Dataset excerpt:
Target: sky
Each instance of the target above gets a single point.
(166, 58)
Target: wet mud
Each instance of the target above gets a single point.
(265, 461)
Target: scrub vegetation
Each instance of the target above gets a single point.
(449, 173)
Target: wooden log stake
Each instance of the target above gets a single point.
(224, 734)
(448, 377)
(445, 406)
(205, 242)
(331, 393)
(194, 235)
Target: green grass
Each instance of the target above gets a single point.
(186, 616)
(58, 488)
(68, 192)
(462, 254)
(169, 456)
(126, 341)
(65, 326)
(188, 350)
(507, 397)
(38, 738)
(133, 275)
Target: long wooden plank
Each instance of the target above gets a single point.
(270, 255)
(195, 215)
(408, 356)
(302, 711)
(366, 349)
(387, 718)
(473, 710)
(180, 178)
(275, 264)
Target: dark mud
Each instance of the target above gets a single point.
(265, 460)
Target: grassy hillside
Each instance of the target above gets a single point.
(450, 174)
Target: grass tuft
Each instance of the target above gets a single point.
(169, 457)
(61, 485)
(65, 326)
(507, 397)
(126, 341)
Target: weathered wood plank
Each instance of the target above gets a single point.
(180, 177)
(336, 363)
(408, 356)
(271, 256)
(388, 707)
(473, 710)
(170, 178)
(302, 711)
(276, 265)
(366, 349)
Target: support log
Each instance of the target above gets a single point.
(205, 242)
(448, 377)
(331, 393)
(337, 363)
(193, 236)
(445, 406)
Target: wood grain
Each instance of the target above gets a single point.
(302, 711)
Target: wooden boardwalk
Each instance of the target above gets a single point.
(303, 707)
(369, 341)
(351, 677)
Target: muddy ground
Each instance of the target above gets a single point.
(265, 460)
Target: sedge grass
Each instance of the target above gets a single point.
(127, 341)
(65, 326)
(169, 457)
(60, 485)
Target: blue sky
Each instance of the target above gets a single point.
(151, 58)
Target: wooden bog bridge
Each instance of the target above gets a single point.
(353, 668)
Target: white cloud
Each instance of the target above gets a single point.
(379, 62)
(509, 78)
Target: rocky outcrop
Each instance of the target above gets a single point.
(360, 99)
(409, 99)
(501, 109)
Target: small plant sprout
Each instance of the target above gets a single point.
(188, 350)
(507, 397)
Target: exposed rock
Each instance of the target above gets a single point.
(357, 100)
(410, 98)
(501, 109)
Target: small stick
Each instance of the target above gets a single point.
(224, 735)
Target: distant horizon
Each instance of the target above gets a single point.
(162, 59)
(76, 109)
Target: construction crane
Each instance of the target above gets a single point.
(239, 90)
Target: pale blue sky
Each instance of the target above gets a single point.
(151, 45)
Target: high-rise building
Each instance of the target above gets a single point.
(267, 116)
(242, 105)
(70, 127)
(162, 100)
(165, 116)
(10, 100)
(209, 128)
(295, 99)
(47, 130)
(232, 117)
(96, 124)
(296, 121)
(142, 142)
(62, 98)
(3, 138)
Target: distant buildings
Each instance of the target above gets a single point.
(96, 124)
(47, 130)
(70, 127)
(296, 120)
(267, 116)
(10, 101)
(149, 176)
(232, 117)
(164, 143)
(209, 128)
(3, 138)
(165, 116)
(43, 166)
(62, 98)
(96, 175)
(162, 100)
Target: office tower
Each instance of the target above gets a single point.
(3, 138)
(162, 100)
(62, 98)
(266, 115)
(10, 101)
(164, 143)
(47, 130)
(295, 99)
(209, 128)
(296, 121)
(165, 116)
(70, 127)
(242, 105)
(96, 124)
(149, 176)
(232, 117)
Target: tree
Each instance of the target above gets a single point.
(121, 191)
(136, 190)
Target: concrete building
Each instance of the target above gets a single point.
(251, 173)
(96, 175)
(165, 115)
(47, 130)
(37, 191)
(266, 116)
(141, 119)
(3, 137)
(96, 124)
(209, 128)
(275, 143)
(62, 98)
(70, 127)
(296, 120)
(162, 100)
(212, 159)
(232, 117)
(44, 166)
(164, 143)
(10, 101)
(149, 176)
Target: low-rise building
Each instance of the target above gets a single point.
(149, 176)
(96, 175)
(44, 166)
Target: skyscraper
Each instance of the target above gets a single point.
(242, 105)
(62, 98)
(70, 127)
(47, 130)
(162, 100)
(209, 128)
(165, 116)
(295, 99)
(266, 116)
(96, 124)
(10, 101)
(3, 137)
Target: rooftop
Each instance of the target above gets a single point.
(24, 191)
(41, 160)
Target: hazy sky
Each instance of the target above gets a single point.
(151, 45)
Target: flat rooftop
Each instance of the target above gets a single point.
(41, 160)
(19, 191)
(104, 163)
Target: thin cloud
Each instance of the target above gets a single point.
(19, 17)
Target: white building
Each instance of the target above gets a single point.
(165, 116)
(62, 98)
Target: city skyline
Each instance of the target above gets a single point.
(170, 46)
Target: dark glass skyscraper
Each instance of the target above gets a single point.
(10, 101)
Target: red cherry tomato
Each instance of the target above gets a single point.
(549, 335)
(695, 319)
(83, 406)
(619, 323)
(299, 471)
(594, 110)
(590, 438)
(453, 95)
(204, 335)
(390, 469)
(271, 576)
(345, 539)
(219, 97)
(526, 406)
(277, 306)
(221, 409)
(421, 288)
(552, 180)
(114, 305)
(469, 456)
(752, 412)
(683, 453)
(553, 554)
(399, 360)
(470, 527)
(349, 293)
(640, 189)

## EXERCISE REQUIREMENTS
Swap "a single point" for "one point" throughout the lines above, leaving everything else as it is.

## SOLUTION BELOW
Target: sky
Each instance of the target above gets one point.
(166, 58)
Target: wet mud
Each instance of the target above gets one point.
(265, 461)
Target: scrub vegetation
Each instance of the target above gets one point.
(449, 173)
Target: wooden log stake
Each instance of the target above gets one point.
(224, 734)
(448, 377)
(445, 406)
(205, 242)
(331, 393)
(194, 235)
Target: green grass
Each instance of the target above gets one point.
(186, 616)
(58, 488)
(68, 192)
(462, 254)
(169, 456)
(126, 341)
(65, 326)
(188, 350)
(507, 397)
(38, 738)
(133, 275)
Target: long wooden plank
Each instance of the target above gets one point.
(270, 255)
(195, 215)
(408, 356)
(302, 711)
(366, 349)
(387, 718)
(473, 710)
(180, 178)
(275, 264)
Target: dark mud
Each instance of the target above gets one point.
(265, 460)
Target: grassy hillside
Each instance of the target above gets one point.
(450, 174)
Target: grass tuft
Each instance of the target above gets one point.
(169, 457)
(61, 485)
(65, 326)
(507, 397)
(126, 341)
Target: weathered wood plank
Each instance of the target above gets one point.
(180, 177)
(336, 363)
(408, 356)
(271, 256)
(388, 707)
(473, 710)
(170, 178)
(302, 711)
(276, 265)
(366, 349)
Target: support log
Each instance of the target above gets one point.
(205, 242)
(448, 377)
(331, 393)
(337, 363)
(193, 236)
(445, 406)
Target: wood grain
Each instance of the target above gets one point.
(302, 711)
Target: wooden boardwalk
Each instance of the target above gets one point.
(303, 707)
(369, 341)
(351, 677)
Target: muddy ground
Each instance of the target above gets one point.
(265, 460)
Target: sedge grass
Each instance of the target above gets one point.
(127, 341)
(65, 326)
(169, 457)
(60, 485)
Target: blue sky
Each instance of the target above gets one point.
(151, 58)
Target: wooden bog bridge
Each instance of the target above gets one point.
(353, 668)
Target: white cloud
Each instance of the target above gets one point.
(379, 62)
(509, 78)
Target: rocky outcrop
Each instance of the target above gets one point.
(360, 99)
(409, 99)
(501, 109)
Target: small plant sprout
Each instance of the target above gets one point.
(188, 350)
(507, 397)
Target: exposed rock
Each instance of the target above gets one point.
(357, 100)
(410, 98)
(501, 109)
Target: small stick
Each instance of the target above gets one point.
(224, 735)
Target: distant horizon
Each instance of the target above gets one point.
(162, 59)
(76, 109)
Target: construction crane
Each instance of the target above gets one point.
(239, 90)
Target: pale blue sky
Each instance of the target above gets one point.
(151, 45)
Target: high-rise building
Each instance of the target above gets one point.
(267, 116)
(242, 105)
(70, 127)
(162, 100)
(165, 116)
(10, 100)
(209, 128)
(295, 99)
(47, 130)
(232, 117)
(96, 124)
(296, 121)
(142, 142)
(62, 98)
(3, 138)
Target: distant buildings
Each instance of the target above gets one point.
(96, 124)
(47, 130)
(70, 127)
(296, 120)
(267, 116)
(10, 101)
(149, 176)
(232, 117)
(164, 143)
(209, 128)
(3, 138)
(165, 116)
(43, 166)
(62, 98)
(96, 175)
(162, 100)
Target: office tower
Each instance of the target above gets one point.
(3, 138)
(162, 100)
(62, 98)
(266, 115)
(10, 101)
(164, 143)
(47, 130)
(295, 99)
(209, 128)
(296, 121)
(165, 116)
(70, 127)
(242, 105)
(96, 124)
(149, 176)
(232, 117)
Target: tree
Each instance of the target above gets one point.
(121, 191)
(136, 190)
Target: concrete building
Each instance of the target above gets one point.
(251, 173)
(96, 175)
(165, 115)
(47, 130)
(37, 191)
(266, 116)
(141, 119)
(3, 137)
(96, 124)
(209, 128)
(275, 143)
(62, 98)
(70, 127)
(296, 120)
(162, 100)
(212, 159)
(232, 117)
(44, 166)
(164, 143)
(10, 101)
(149, 176)
Target: low-rise building
Each instance of the target above gets one point.
(149, 176)
(96, 175)
(44, 166)
Target: skyscraper
Each instance of the target above gets one point.
(242, 105)
(62, 98)
(70, 127)
(47, 130)
(162, 100)
(209, 128)
(165, 116)
(295, 99)
(266, 116)
(96, 124)
(10, 101)
(3, 137)
Target: rooftop
Each instance of the target above gets one point.
(24, 191)
(41, 160)
Target: hazy sky
Each instance of the target above gets one point.
(151, 45)
Target: flat rooftop
Each instance of the target above gets one point.
(41, 160)
(19, 191)
(104, 163)
Target: thin cloud
Each instance of the target above gets one point.
(19, 17)
Target: white building
Each instance of the target above gets one point.
(165, 116)
(62, 98)
Target: city skyline
Each instance of the target above gets one point.
(170, 46)
Target: dark glass skyscraper
Each instance of the target above gets one point.
(10, 101)
Target: red cherry tomato
Each instance of the target above gets one point.
(549, 335)
(695, 319)
(83, 406)
(619, 323)
(299, 471)
(594, 110)
(590, 438)
(453, 95)
(204, 335)
(390, 469)
(271, 576)
(345, 539)
(219, 97)
(526, 406)
(277, 306)
(221, 409)
(421, 288)
(552, 180)
(114, 305)
(469, 456)
(752, 412)
(683, 453)
(553, 554)
(399, 360)
(470, 527)
(349, 293)
(640, 189)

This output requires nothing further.